**Consigne:**
Recopiez le passage de l'extrait compris entre « Jean-Yves Chapelet a souligné » et « sur la haine. », ces deux segments inclus.

**Extrait:**
Jean-Yves Chapelet a souligné avec inquiétude l’émergence d’idéologies qui menacent les fondations mêmes de la démocratie, prônant des solutions simplistes et dangereuses. « Nous vivons dans un monde où certains préfèrent élever des murs plutôt que de tendre la main, où la haine et la peur cherchent à prendre racine. Mais le repli et la fermeture n’ont jamais conduit qu’à la division et au conflit. » Pour lui, le message du 11 novembre ne se résume pas à un regard tourné vers le passé : il est un appel pressant à agir aujourd’hui pour préserver la paix, à construire un avenir où la fraternité prime sur la haine.
En prenant l’exemple des élus de Bagnols qui se sont rendus récemment à Carcaixent, en Espagne, pour porter secours et espoir aux victimes des inondations, Jean-Yves Chapelet a illustré son propos : « La solidarité n’est pas un mot, c’est un acte, un engagement concret pour aider l’autre, même au-delà des frontières. » Il a exhorté chacun à voir en l’Europe non pas un projet lointain, réservé à une élite technocratique, mais un idéal commun, humain, à défendre avec audace et détermination. « Cette Europe, que nous devons bâtir ensemble, ne sera forte que si elle repose sur la solidarité et sur la volonté de faire face, unis, aux défis de notre époque : crises climatiques, exodes, fractures sociales. Aucun pays, seul, ne pourra relever ces défis. »

[Entrées du jeu de données]
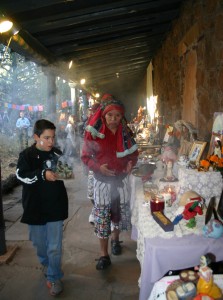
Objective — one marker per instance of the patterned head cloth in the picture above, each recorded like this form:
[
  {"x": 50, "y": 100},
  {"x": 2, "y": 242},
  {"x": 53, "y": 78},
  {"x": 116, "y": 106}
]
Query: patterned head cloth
[
  {"x": 107, "y": 97},
  {"x": 97, "y": 125}
]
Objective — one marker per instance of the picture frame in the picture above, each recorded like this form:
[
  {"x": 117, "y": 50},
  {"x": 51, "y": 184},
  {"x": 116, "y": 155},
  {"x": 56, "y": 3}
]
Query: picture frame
[
  {"x": 196, "y": 152},
  {"x": 169, "y": 130},
  {"x": 217, "y": 131}
]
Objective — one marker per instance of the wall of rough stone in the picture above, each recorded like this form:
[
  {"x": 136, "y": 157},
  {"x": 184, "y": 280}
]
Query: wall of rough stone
[{"x": 188, "y": 68}]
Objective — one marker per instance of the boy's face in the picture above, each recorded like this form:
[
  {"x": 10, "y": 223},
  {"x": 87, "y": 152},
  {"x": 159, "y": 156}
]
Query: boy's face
[{"x": 46, "y": 140}]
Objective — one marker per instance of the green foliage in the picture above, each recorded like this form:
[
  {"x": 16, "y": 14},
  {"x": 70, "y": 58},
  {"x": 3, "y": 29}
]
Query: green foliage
[{"x": 21, "y": 81}]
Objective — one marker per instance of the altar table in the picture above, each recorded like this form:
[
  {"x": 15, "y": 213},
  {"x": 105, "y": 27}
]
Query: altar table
[
  {"x": 159, "y": 289},
  {"x": 159, "y": 251}
]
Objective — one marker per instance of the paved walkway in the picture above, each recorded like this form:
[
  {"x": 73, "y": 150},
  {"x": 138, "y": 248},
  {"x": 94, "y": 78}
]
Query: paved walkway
[{"x": 22, "y": 278}]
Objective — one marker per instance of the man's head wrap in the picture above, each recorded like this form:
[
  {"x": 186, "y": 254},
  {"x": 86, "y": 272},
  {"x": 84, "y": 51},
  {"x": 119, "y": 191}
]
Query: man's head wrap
[{"x": 97, "y": 126}]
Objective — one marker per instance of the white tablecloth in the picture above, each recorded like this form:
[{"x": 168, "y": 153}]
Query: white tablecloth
[
  {"x": 206, "y": 184},
  {"x": 159, "y": 251},
  {"x": 159, "y": 289}
]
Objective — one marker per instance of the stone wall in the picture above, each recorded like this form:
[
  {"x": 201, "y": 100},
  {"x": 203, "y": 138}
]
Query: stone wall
[{"x": 188, "y": 68}]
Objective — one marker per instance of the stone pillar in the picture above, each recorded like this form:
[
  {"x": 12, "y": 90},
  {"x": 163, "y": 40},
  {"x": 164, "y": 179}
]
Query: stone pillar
[
  {"x": 74, "y": 96},
  {"x": 51, "y": 97}
]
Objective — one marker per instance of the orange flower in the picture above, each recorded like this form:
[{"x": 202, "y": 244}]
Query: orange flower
[
  {"x": 204, "y": 163},
  {"x": 220, "y": 163},
  {"x": 214, "y": 158}
]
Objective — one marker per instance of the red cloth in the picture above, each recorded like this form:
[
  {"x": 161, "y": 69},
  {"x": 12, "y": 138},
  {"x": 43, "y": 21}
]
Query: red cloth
[
  {"x": 187, "y": 215},
  {"x": 96, "y": 152},
  {"x": 125, "y": 144}
]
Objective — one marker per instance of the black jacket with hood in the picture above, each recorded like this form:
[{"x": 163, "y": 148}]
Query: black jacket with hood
[{"x": 43, "y": 201}]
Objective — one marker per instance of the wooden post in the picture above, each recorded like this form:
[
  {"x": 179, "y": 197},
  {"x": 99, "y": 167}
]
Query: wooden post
[{"x": 2, "y": 222}]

**Résultat:**
Jean-Yves Chapelet a souligné avec inquiétude l’émergence d’idéologies qui menacent les fondations mêmes de la démocratie, prônant des solutions simplistes et dangereuses. « Nous vivons dans un monde où certains préfèrent élever des murs plutôt que de tendre la main, où la haine et la peur cherchent à prendre racine. Mais le repli et la fermeture n’ont jamais conduit qu’à la division et au conflit. » Pour lui, le message du 11 novembre ne se résume pas à un regard tourné vers le passé : il est un appel pressant à agir aujourd’hui pour préserver la paix, à construire un avenir où la fraternité prime sur la haine.